**Written instruction**
Lay out the rows from the first one through the line containing "[0,0,800,448]", both included, as a Markdown table with the columns Number and Line. Leave out any blank lines.

#####

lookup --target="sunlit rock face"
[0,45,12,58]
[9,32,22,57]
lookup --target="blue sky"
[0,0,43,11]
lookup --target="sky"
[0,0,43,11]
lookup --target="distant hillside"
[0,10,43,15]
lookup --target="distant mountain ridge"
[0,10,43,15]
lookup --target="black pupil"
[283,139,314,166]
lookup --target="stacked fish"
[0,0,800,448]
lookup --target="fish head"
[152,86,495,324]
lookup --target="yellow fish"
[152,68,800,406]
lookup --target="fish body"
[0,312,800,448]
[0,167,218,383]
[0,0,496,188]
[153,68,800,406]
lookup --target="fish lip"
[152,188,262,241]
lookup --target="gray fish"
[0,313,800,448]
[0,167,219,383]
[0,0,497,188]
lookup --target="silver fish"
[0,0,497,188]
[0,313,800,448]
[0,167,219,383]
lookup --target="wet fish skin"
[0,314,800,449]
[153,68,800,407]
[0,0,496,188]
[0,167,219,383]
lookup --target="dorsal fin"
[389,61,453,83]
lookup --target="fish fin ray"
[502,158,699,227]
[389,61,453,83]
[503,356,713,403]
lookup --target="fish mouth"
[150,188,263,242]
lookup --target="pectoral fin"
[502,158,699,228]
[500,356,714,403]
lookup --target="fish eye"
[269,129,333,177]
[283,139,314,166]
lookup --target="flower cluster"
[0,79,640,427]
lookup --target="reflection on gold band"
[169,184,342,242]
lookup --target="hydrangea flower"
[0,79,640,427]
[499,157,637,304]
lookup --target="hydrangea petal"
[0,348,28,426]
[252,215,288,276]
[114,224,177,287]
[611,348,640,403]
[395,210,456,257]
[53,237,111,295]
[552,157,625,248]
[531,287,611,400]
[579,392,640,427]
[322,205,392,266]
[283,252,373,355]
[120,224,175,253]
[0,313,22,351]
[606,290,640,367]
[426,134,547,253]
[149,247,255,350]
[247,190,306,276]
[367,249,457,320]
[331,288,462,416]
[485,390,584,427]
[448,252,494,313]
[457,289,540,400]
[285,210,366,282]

#####

**Exercise response**
| Number | Line |
|---|---|
| 1 | lookup --target="sunlit rock face" |
| 2 | [0,45,12,58] |
| 3 | [9,32,22,57] |
| 4 | lookup --target="blue sky" |
| 5 | [0,0,43,11] |
| 6 | lookup --target="sky" |
| 7 | [0,0,43,11] |
| 8 | lookup --target="distant hillside" |
| 9 | [0,10,43,15] |
| 10 | lookup --target="distant mountain ridge" |
| 11 | [0,10,43,15] |
| 12 | lookup --target="black pupil" |
| 13 | [283,139,314,166] |
| 14 | lookup --target="stacked fish" |
| 15 | [0,0,800,448] |